> _Extract_:
[START]
Bill Miller (01:25:51):
We got a big redemption the other day from that well known money manager, as I mentioned. And so I didn’t think much of it, but what Samantha did was she had built both up, sort of day to day trading discretion to do stuff that’s strategically what we’ve talked about in terms of broad strategies and position sizing and then… But if they get gains, if they have influence, they could buy stuff that they want to buy without asking me if they get outflows, they can sell stuff to meet the outflows if we don’t have any cash. Anyway, so Samantha sold just a little bit of almost everything in the portfolio. Well, since my portfolio overlaps a lot with the public portfolio, I was prohibited from transacting for seven days. And I had margin calls and I’m… The only thing that she didn’t sell Amazon, because they’re already down a lot, and she didn’t sell Bitcoin because she didn’t own it.

Bill Miller (01:26:35):
I had to sell some Amazon and Bitcoin to meet the margin calls, which I hated doing because I think there are a lot of more attractive things in the portfolio and stuff that I didn’t want to own as much of, not that… It’s stuff that basically had much greater margin against it, in the sense of on stuff, if I own the grayscale Bitcoin trust, I couldn’t borrow money at all out on that. I own GNET, I think I’ve got to hold 75% of the value of GNET, and I can’t borrow 50% like a normal margin thing. It’s very annoying to me to have to sell stuff I don’t want to sell because of some arbitrary internally imposed the client comes first thing. I agree the client comes first on everything, I don’t agree that it’s going to be disruptive to the market if I have to sell some stock on anything like the seven days of non-transacting will allow the market to settle down because I’m such a big owner of it.

William Green (01:27:23):
It’ll give you a whole lot more freedom, basically.

Bill Miller (01:27:25):
Yeah.

William Green (01:27:25):
Which seems to always have been a kind of guiding principle and desire for you. Over the 22 years or 21 years I’ve been interviewing you, it just seems you’ve progressively become less and less constrained and more and more true to who you are, is that fair to say?

Bill Miller (01:27:42):
I would say that’s probably fair. I’m not sure what you’re referring to, but certainly I’m not front and center the way I was 10 or 15 years ago with the funds and when I was at Lake Mason. You had a whole different layer of stuff there because you were part of a large public company.

William Green (01:27:57):
Yeah. You had oversight by the board, you had to report to people, you kind of dressed up to go to work. And it seems to me that you’ve become kind of freer over the years to dress the way you want, write the way you want.

Bill Miller (01:28:08):
Yeah.
[END]
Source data
[START]
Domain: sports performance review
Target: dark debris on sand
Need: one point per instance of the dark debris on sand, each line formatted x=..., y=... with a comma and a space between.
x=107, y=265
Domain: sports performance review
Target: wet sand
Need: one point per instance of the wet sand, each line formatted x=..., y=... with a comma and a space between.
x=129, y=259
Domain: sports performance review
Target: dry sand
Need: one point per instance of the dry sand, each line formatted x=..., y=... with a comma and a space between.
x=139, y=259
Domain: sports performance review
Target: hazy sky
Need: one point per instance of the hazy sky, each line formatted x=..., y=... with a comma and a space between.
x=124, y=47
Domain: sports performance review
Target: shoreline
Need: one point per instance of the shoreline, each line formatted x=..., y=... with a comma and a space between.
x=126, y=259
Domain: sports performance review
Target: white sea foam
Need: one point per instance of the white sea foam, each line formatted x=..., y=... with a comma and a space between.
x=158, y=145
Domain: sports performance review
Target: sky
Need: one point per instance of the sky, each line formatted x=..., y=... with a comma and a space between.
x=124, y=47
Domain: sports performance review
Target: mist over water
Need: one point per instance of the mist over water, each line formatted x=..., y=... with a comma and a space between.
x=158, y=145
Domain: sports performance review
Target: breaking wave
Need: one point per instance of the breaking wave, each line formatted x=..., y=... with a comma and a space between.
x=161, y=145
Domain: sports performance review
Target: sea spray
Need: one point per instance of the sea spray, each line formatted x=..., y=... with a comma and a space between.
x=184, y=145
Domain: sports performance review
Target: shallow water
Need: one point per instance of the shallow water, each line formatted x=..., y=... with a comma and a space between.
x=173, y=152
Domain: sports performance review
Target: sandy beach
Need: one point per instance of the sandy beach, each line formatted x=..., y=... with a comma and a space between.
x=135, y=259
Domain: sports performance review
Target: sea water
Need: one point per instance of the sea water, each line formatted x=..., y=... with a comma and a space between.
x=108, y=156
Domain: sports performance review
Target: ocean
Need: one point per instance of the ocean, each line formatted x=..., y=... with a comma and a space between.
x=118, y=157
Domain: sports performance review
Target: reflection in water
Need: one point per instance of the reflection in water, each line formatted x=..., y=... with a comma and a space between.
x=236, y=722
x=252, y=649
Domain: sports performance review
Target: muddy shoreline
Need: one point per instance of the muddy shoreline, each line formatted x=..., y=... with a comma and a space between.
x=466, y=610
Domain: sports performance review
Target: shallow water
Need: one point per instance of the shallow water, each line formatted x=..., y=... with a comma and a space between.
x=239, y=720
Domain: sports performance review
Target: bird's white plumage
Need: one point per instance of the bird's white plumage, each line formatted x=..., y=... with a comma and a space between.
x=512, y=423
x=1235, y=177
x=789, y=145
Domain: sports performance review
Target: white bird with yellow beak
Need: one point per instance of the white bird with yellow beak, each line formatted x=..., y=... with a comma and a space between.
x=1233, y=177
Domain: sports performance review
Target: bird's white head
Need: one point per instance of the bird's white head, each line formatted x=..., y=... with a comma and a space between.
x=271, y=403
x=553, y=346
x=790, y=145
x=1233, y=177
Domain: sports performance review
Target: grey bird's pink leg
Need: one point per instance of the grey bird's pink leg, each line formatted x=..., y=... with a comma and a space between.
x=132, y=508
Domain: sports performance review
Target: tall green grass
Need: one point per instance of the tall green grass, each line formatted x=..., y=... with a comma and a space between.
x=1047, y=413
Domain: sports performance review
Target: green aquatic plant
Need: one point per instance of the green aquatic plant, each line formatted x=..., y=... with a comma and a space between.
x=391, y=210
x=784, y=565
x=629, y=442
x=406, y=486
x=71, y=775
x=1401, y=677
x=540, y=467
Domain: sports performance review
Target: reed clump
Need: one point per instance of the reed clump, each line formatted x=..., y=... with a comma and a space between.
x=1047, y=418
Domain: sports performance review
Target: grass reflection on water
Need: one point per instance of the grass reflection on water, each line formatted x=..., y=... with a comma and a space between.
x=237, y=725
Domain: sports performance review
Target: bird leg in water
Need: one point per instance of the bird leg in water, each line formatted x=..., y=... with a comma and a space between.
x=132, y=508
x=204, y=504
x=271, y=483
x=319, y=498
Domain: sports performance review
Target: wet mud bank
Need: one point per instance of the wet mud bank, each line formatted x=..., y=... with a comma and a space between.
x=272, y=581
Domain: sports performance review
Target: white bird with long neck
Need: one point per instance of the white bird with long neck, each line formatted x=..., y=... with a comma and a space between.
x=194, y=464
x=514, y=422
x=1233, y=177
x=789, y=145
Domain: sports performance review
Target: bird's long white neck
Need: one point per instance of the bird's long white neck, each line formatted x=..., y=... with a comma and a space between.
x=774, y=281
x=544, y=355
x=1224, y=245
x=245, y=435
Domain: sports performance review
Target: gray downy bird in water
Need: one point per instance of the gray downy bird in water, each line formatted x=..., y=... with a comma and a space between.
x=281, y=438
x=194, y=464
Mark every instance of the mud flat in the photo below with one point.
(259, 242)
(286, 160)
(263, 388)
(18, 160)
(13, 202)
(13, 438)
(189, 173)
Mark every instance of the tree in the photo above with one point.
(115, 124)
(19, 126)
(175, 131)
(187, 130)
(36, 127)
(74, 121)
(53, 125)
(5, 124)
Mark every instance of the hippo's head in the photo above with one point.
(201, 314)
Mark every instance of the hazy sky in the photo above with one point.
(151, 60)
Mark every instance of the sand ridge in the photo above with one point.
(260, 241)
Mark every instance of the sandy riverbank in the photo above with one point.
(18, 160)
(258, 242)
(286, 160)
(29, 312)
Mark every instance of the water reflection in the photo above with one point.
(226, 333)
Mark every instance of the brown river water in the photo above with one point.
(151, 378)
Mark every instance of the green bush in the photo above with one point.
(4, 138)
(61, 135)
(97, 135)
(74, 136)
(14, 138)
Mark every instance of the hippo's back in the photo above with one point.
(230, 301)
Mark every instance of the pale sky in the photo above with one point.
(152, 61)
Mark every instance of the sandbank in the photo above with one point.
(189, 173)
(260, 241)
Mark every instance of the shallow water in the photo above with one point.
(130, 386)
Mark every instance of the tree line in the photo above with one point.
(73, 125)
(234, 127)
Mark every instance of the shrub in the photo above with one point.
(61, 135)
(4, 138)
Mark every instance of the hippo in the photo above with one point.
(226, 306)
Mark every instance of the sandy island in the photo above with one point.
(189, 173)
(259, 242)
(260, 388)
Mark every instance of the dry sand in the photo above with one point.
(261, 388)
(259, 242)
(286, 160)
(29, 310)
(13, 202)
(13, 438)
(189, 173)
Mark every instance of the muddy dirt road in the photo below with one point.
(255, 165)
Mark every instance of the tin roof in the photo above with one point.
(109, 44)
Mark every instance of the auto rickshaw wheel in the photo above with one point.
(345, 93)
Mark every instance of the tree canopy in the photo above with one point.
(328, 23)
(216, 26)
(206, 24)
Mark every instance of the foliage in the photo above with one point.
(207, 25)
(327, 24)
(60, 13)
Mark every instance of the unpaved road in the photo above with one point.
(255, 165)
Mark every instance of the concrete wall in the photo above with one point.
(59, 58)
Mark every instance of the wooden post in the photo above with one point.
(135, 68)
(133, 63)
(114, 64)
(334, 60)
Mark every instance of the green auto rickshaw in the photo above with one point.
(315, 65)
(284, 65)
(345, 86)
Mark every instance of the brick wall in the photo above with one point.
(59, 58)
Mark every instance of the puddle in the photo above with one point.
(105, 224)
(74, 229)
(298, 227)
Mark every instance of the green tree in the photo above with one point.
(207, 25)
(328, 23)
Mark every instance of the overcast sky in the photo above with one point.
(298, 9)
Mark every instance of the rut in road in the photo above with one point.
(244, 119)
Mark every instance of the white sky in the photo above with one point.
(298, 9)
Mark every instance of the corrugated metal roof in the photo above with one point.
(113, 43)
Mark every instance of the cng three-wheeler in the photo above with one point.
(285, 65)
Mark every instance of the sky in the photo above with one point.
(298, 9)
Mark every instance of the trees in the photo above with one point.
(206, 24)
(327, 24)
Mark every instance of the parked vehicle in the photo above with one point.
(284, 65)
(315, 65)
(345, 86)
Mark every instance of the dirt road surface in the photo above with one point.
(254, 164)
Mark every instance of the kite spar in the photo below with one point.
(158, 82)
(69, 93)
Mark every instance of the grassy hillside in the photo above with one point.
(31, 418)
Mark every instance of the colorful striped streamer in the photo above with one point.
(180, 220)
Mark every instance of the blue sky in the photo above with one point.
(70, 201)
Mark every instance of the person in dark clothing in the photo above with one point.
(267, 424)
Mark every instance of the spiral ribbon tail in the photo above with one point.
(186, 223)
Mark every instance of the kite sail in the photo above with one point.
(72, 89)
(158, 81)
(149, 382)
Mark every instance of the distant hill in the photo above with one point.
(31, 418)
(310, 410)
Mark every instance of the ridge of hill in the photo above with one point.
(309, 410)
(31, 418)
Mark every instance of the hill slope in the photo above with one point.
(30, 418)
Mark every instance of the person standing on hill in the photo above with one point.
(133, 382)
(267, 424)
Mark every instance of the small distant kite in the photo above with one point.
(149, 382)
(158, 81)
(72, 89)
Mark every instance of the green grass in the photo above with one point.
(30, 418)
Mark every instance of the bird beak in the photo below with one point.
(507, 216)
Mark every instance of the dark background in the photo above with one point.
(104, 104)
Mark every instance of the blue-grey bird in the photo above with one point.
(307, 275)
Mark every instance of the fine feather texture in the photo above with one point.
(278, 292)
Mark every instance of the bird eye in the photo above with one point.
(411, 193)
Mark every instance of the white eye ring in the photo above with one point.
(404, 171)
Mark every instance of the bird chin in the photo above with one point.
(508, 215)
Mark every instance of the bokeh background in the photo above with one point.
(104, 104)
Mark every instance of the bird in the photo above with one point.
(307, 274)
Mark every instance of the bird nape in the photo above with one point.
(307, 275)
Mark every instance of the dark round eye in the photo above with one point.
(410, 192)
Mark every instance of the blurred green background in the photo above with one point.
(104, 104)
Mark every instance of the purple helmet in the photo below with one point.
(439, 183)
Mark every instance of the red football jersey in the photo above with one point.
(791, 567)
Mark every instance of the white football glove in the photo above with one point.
[END]
> _Work instructions_:
1/ In the interview, for how many days was Bill Miller prohibited from transacting?
2/ According to the interview, why was Bill Miller prohibited from transacting after the big redemption?

> _Exercise results_:
1/ Seven days.

2/ To meet the redemption, Samantha sold a little of almost everything in the public portfolio. Because his own portfolio overlaps a lot with the public portfolio, he was barred from transacting for seven days.